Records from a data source
[Start of Attachment]

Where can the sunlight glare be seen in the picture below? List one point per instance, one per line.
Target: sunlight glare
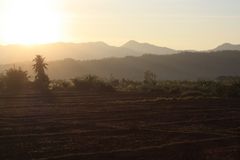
(30, 22)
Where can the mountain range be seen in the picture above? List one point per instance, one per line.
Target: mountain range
(182, 66)
(87, 51)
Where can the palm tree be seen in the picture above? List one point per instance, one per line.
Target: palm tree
(41, 78)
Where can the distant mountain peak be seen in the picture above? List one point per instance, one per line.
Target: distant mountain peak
(147, 48)
(227, 46)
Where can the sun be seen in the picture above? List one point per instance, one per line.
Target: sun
(30, 22)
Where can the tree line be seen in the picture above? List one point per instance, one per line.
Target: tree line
(16, 79)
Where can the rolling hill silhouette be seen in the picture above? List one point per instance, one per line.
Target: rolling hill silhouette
(182, 66)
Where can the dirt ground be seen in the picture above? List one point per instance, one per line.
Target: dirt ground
(114, 126)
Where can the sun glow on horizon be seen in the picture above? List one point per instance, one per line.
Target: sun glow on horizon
(30, 22)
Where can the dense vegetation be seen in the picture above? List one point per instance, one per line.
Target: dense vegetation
(16, 80)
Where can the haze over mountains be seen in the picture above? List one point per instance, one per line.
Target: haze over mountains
(128, 61)
(86, 51)
(182, 66)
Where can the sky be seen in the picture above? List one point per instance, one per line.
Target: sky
(178, 24)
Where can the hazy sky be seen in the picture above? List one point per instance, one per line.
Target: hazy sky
(179, 24)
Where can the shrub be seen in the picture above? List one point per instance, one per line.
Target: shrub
(91, 83)
(16, 79)
(60, 85)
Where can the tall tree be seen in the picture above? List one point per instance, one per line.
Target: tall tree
(41, 78)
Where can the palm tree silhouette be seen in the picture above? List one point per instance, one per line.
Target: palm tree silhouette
(41, 78)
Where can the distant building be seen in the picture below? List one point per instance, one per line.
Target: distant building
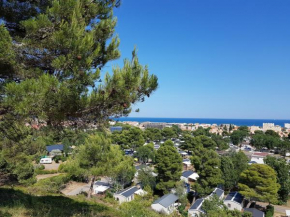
(258, 157)
(54, 149)
(165, 204)
(255, 212)
(126, 195)
(234, 200)
(100, 187)
(196, 209)
(189, 176)
(154, 125)
(271, 126)
(116, 128)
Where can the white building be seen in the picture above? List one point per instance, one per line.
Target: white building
(196, 209)
(258, 157)
(126, 195)
(100, 187)
(165, 204)
(271, 126)
(234, 200)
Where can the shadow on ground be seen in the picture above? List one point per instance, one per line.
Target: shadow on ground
(48, 206)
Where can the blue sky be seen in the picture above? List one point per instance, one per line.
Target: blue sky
(213, 58)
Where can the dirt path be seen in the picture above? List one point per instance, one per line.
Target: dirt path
(74, 188)
(45, 176)
(278, 209)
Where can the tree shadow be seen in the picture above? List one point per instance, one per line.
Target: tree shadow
(49, 206)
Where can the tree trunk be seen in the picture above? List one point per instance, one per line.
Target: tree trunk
(91, 187)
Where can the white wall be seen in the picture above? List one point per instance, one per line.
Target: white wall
(233, 205)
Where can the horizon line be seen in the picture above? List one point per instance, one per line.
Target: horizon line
(215, 118)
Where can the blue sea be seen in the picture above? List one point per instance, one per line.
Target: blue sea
(238, 122)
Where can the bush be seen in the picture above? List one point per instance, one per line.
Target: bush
(42, 172)
(50, 185)
(269, 211)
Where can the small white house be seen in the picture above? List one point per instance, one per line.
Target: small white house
(234, 200)
(126, 195)
(165, 204)
(101, 187)
(196, 209)
(46, 160)
(258, 157)
(188, 176)
(218, 192)
(255, 212)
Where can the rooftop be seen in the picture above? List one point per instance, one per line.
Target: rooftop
(128, 191)
(187, 173)
(197, 204)
(255, 212)
(166, 200)
(235, 196)
(49, 148)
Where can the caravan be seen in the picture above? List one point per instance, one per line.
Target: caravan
(46, 160)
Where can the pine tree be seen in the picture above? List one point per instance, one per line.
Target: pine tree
(52, 54)
(168, 166)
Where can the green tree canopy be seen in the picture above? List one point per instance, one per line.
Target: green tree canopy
(207, 165)
(259, 182)
(168, 166)
(282, 169)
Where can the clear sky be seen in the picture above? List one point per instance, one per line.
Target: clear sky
(213, 58)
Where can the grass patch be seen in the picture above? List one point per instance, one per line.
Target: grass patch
(15, 202)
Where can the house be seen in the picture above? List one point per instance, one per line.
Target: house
(54, 149)
(186, 164)
(100, 187)
(196, 209)
(126, 195)
(189, 176)
(116, 128)
(255, 212)
(165, 204)
(234, 200)
(258, 157)
(218, 192)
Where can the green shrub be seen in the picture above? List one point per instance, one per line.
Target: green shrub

[End of Attachment]

*Your instructions*: Whichever lines of the records above hold the word "below" should all be copied out.

*Response area*:
Where can the sunlight glare be seen in the picture below? List one point per instance, one per line.
Where can the distant building be seen in the picture below? List one point per instance, one per line.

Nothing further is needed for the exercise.